Dataset excerpts on object pointing
..............................

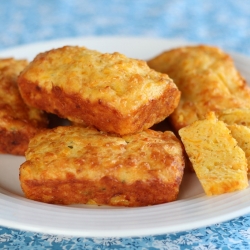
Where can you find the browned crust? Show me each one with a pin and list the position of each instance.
(79, 110)
(70, 191)
(18, 122)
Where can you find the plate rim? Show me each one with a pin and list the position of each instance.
(115, 232)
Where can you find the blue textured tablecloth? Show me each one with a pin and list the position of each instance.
(223, 23)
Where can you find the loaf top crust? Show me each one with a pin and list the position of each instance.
(18, 122)
(88, 154)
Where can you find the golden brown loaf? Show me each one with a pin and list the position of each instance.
(18, 122)
(220, 164)
(70, 165)
(109, 91)
(207, 79)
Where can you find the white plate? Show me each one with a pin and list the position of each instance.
(193, 209)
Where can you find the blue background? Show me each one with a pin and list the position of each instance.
(224, 23)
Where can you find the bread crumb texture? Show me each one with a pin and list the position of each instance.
(220, 164)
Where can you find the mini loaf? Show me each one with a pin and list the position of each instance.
(79, 165)
(108, 91)
(18, 122)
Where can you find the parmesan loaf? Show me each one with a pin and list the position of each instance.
(78, 165)
(207, 79)
(18, 122)
(108, 91)
(242, 135)
(220, 164)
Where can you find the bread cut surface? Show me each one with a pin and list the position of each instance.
(241, 134)
(18, 122)
(78, 165)
(220, 164)
(208, 81)
(109, 91)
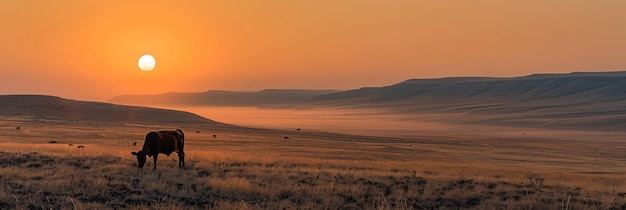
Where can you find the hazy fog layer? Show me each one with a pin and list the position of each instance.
(378, 123)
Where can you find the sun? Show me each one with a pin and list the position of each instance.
(146, 62)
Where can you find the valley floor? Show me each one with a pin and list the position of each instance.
(260, 168)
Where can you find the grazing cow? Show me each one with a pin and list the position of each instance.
(164, 142)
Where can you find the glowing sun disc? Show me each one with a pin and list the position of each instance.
(146, 62)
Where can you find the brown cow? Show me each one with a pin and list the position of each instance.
(164, 142)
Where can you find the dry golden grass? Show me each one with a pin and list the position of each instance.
(258, 169)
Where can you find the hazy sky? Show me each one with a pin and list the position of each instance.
(89, 49)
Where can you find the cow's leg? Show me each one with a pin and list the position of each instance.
(155, 159)
(181, 159)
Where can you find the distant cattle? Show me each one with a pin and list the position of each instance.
(164, 142)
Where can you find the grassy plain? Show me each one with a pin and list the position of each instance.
(244, 168)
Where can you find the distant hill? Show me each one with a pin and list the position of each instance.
(595, 100)
(223, 98)
(51, 107)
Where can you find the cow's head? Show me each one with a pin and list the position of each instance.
(141, 158)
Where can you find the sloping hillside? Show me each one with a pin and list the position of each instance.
(594, 101)
(51, 107)
(223, 98)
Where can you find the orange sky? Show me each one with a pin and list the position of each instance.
(89, 49)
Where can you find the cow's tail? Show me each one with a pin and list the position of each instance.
(181, 142)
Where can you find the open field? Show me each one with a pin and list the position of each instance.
(259, 168)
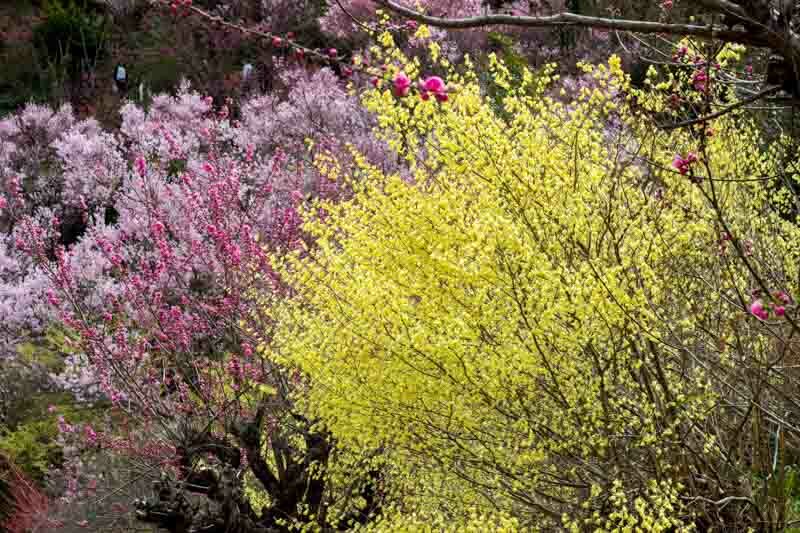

..............................

__Goal__. Please change each "with a pin" in the data above to "with a marker" and keep everything else the same. Leave the pictures out of your answer.

__Response__.
Where can you find the browned crust? Show me each one with a marker and list the position of each instance.
(79, 110)
(70, 191)
(18, 122)
Where can you find the plate rim? Show me each one with a marker and list the position of each instance.
(115, 232)
Where can you find the blue textured tablecloth? Show me each one with a marker and list the position of each instance.
(223, 23)
Where can you find the loaf top crust? Show me each one with a marker and list the position of each instance.
(18, 122)
(88, 154)
Where can you find the golden brown loaf? Show me each one with a marker and list the position of each instance.
(18, 122)
(220, 164)
(70, 165)
(109, 91)
(207, 79)
Where can you find the white plate? Show me each one with a marker and list the position of each instance.
(193, 209)
Where can you find the blue background? Show me each one with a marker and list the position of each instance.
(224, 23)
Where can you find the bread crumb texture? Show me each one with a marker and list the position of each instance.
(220, 164)
Where can you find the mini loaf? Show me each one with a marker and list the position of each instance.
(79, 165)
(108, 91)
(18, 122)
Where can you find the parmesan loaf? Show me each one with a marker and list the position of each instance.
(78, 165)
(207, 79)
(18, 122)
(108, 91)
(242, 135)
(220, 164)
Where can you find the bread cut surface? Show me each one with a marker and list the position of each instance.
(241, 134)
(18, 122)
(78, 165)
(220, 164)
(208, 81)
(109, 91)
Where can you find the hazy fog layer? Show me each one with a marker and list the position of each instance.
(378, 123)
Where can you find the sun? Show me each one with a marker and list the position of each instance.
(146, 62)
Where can you find the valley floor? Show me each one with a marker and list the position of each instance.
(260, 168)
Where can you find the grazing cow? Show me each one with a marker and list the position of each instance.
(164, 142)
Where can you find the glowing sun disc? Show me each one with a marker and list the position of each instance.
(146, 62)
Where can you find the brown cow? Show me each one with a marker and list the position of each instance.
(164, 142)
Where can you find the dry golden grass? Show me each one with a marker and list the position of each instance.
(258, 169)
Where can you find the hazy sky? Show me each one with a marker and list the position of each instance.
(89, 49)
Where can you find the cow's leg? Show me each one with a marker and list the position of each instance.
(155, 159)
(181, 159)
Where can you find the distant cattle? Show me each one with a marker and list the position of each instance.
(164, 142)
Where can you find the grassy plain? Show me each one with a marker and list the position of each instance.
(244, 168)
Where can you find the distant hill? Show me each one with a marker and list the position of each instance.
(595, 100)
(223, 98)
(51, 107)
Where can you find the cow's head? Show me each one with a marker and list the position of each instance.
(141, 158)
Where can you find the sloping hillside? Show me each one with a marker and list the position of each instance.
(594, 101)
(51, 107)
(223, 98)
Where can you find the orange sky? Show me each one with a marker and list the position of each instance.
(89, 49)
Where can you find the cow's tail? Show me each one with a marker and list the position of each instance.
(181, 142)
Where can you find the open field? Show me each one with a marker and list the position of each instance.
(259, 168)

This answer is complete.